Thanks to a pair of February earnings updates, investors have some fresh data about operating trends for both Coca-Cola (KO) and PepsiCo (PEP -0.62%). These two dividend stock favorites showed off why investors gravitate toward their stellar businesses. Each grew sales through a tough selling environment while demonstrating pricing power on the way to higher profit margins.

Their trajectories are different, though, and so are the premiums that investors are being asked to pay for these two businesses.

With that in mind, let's look at which stock is the better buy right now.

Coke's growth

Coke easily wins the growth matchup. The beverage titan reported a 12% organic sales boost for 2023 while Pepsi's growth was less than 10%. Coke benefited from the fact that a high proportion of its sales are in the on-the-go niche -- places like restaurants and sporting events -- which shoppers are prioritizing in the wake of the pandemic.

Pepsi still managed to increase sales on top of big gains a year ago. However, its growth came entirely from rising prices. Volumes were down 2% in the food division and slipped 1% in the beverage segment. In contrast, Coke demonstrated more pricing power, with prices and volumes rising throughout 2023.

Margins and cash

Pepsi did a good job improving its profit margin in 2023 thanks to a combination of rising prices and cost cuts. Core earnings jumped 14% for the year compared to its 9.5% organic sales increase.

Yet Coke is the stronger business in this area, too. The beverage giant has some financial advantages that Pepsi lacks, including its focus on profitable drink sales, its massive global sales footprint, and its highly efficient selling infrastructure. These factors help explain why Coke's profit margin is sitting at 30% of sales, or roughly double PepsiCo's result.

(Supplied material):
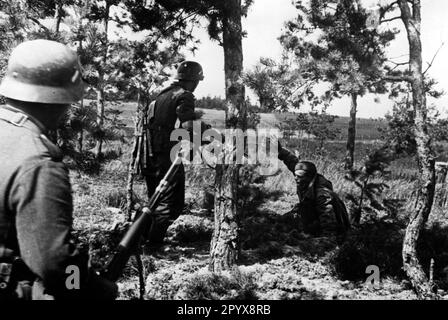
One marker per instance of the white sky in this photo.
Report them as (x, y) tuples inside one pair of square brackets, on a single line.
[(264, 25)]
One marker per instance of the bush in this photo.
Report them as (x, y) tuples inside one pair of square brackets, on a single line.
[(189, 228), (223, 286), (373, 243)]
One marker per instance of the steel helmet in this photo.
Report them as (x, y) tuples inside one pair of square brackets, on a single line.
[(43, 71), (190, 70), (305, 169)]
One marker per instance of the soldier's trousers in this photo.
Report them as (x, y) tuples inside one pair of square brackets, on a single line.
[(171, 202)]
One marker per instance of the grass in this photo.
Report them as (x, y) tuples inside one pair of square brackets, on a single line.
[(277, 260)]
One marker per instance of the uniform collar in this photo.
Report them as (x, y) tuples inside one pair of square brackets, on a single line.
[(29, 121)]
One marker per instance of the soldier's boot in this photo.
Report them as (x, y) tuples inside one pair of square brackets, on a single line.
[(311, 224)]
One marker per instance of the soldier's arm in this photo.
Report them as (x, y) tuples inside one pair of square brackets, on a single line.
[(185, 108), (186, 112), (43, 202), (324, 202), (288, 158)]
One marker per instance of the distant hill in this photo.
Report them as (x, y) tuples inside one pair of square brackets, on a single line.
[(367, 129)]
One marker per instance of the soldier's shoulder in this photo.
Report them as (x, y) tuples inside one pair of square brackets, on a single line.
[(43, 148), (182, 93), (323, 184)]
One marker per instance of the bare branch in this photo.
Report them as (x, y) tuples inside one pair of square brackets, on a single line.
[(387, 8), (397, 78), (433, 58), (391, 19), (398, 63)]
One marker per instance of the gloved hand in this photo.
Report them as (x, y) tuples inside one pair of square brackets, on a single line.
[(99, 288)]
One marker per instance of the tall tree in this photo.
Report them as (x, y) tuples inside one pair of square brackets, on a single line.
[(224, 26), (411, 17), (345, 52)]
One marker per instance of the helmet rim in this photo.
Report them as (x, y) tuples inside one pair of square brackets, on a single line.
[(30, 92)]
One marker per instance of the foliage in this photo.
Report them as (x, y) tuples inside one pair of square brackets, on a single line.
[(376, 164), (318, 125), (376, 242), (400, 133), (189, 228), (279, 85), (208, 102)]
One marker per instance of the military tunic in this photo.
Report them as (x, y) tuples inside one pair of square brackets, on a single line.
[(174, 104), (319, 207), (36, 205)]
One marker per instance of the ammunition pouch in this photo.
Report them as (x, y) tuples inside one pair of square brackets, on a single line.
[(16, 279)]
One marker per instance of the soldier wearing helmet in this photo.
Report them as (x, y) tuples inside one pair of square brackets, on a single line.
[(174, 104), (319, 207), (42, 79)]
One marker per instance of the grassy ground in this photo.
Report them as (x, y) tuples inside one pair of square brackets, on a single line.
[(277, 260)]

* * *

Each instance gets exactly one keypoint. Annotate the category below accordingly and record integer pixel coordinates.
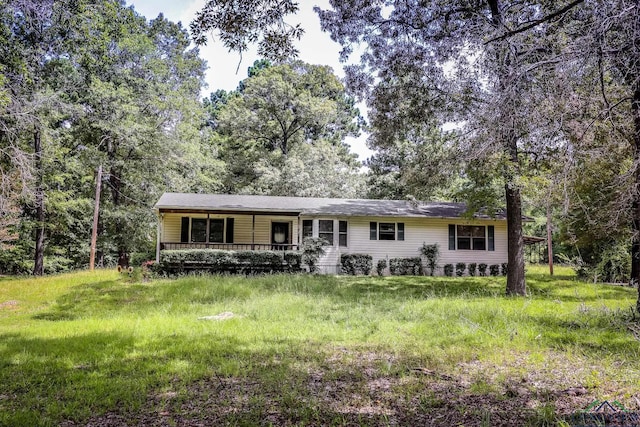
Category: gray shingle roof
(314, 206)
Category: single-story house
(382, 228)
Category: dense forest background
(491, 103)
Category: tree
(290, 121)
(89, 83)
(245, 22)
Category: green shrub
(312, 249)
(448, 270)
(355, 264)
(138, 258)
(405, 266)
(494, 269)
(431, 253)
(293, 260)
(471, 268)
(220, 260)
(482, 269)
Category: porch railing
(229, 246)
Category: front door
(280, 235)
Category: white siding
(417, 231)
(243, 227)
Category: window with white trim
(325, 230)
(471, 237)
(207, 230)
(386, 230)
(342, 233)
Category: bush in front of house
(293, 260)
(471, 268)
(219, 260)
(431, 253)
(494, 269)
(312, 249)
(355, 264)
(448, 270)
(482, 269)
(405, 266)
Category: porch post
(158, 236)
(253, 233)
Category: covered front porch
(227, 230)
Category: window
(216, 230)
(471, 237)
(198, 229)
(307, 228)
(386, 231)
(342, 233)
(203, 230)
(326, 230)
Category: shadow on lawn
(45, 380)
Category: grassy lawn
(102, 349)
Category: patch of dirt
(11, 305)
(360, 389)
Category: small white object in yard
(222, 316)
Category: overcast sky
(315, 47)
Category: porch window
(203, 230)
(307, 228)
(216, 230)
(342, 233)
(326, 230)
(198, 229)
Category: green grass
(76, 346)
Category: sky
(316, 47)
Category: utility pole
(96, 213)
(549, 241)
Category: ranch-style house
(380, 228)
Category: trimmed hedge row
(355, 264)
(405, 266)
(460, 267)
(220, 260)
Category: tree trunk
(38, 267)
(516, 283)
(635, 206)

(Tasks to complete):
**A.** Print the stretch of the passage on Coca-Cola and PepsiCo from "Thanks to a pair" through "higher profit margins.".
**B.** Answer these questions from the passage on Coca-Cola and PepsiCo:
(i) What organic sales increase did Coke report for 2023?
(ii) By how much did volumes in Pepsi's food division decline?
(iii) At what percentage of sales does Coke's profit margin stand?
**C.** Pick up the passage on Coca-Cola and PepsiCo after its last sentence and keep writing it.

(Answers for this exercise):
**A.**
Thanks to a pair of February earnings updates, investors have some fresh data about operating trends for both Coca-Cola (KO) and PepsiCo (PEP -0.62%). These two dividend stock favorites showed off why investors gravitate toward their stellar businesses. Each grew sales through a tough selling environment while demonstrating pricing power on the way to higher profit margins.

**B.**
(i) 12%
(ii) 2%
(iii) 30%

**C.**
You'll get plenty of cash returns from holding Coke in your portfolio as well. The company paid $8 billion in dividends last year and spent nearly $2 billion on stock buybacks. That's another way that shareholders can enjoy strong overall returns by holding the leading beverage giant.

Outlook and prices

Pepsi is the cheaper stock, but investors might still prefer paying the premium for Coke over its less expensive rival. Sure, you can own Pepsi for 2.5 times sales, or less than half of Coke's price-to-sales (P/S) ratio of 5.6. You'll get roughly the same 3% dividend yield in either case.

Coke stock doesn't just deliver the operating and financial wins outlined above, though. Its outlook also reflects stronger growth potential in 2024 and beyond. Specifically, Coke executives said in early February that organic sales will rise between 6% and 7% this year thanks to solid demand for its core beverages and for relatively new additions to the portfolio, such as sparkling waters and energy drinks.

Pepsi, on the other hand, sees sales climbing by just 4% this year thanks to weak demand. "Category growth rates are normalizing as consumer behaviors largely revert to pre-pandemic norms," CEO Ramon LaGuarta told investors recently.

Both companies are being impacted by these pressures, although Pepsi is taking a bigger hit. Given their similar dividend yields, along with Coke's stronger cash flow and earnings power, the industry leader seems like the better buy now. That's true even if you'll have to pay a modest premium to own this high-performing consumer staples business.